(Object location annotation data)

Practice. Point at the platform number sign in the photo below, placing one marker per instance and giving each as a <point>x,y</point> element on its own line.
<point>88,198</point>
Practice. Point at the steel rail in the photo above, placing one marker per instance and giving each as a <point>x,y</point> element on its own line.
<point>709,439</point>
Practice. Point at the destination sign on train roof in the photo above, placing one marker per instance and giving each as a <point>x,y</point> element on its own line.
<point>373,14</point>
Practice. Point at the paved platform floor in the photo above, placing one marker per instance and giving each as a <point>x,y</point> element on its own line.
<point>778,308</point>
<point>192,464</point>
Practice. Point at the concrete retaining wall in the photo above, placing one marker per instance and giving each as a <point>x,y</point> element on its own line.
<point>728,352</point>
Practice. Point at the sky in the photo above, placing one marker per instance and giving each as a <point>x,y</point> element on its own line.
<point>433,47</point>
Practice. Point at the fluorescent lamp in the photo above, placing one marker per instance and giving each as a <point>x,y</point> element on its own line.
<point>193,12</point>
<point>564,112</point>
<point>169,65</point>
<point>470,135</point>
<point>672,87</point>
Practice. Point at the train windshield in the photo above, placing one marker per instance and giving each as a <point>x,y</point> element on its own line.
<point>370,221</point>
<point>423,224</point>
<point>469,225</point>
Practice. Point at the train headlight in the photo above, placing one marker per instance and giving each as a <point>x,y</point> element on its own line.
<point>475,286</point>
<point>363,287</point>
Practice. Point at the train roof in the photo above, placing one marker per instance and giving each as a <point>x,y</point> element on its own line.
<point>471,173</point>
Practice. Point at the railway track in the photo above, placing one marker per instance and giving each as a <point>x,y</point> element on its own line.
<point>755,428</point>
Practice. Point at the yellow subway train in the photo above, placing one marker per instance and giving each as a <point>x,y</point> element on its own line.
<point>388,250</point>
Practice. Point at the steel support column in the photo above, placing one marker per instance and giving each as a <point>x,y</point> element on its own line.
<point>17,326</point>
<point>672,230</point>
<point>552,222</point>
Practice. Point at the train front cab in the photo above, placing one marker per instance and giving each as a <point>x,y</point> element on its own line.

### The exercise:
Please copy all of the data above line for line, keeping every character unchanged.

### Task response:
Practice. Point at the platform number sign in the photo below, placing one marker per instance and giving each as a <point>x,y</point> element on its own line.
<point>88,198</point>
Practice. Point at the steel rail in the photo above, placing one marker per instance and giving each as a <point>x,y</point> element on its own line.
<point>709,439</point>
Practice. Point at the destination sign on train roof in the photo above, placing one marker per instance and giving each as a <point>x,y</point> element on its own line.
<point>373,14</point>
Practice. Point at the paved platform floor in the photo above, placing one marker per instance and giving each as a <point>x,y</point> element on its own line.
<point>778,308</point>
<point>192,464</point>
Practice. Point at the concrete retaining wall in the photo above, placing one marker per instance and giving each as a <point>x,y</point> element on its own line.
<point>728,352</point>
Practice. Point at the sky in the photo above, placing one marker per instance and giving each as a <point>x,y</point> element on its own line.
<point>433,47</point>
Practice. Point at the fluorescent lamp in the photo above, placing one marker per instance and giving each as a <point>x,y</point> element on its own line.
<point>193,12</point>
<point>564,112</point>
<point>169,65</point>
<point>470,135</point>
<point>672,87</point>
Practice. Point at the train windshield in the photo above, placing one marker per instance and giving each as a <point>x,y</point> element on its own line.
<point>370,221</point>
<point>423,224</point>
<point>469,225</point>
Practice. Point at the train headlight in the photo above, placing one marker per instance and giving each as a <point>x,y</point> element on its own line.
<point>475,286</point>
<point>363,287</point>
Practice. Point at the train roof in the photo above, placing one marker per instance and giving each as a <point>x,y</point> element on its own line.
<point>471,173</point>
Practice. Point at the railway track in the photo above, placing one marker per instance and giving each as a <point>x,y</point> element on its own line.
<point>755,428</point>
Practice. Point at the yellow subway train in the photo above, placing one marker per instance and giving each as a <point>x,y</point> element on its own line.
<point>388,250</point>
Practice. Point at the steel support column in the photo above, placing one marker per instance and giving each as a <point>x,y</point> element on its own line.
<point>17,326</point>
<point>672,230</point>
<point>552,222</point>
Practice. Point at the train front cab in the photo above, placing one marker per instance and giving each as a <point>x,y</point> element on its own line.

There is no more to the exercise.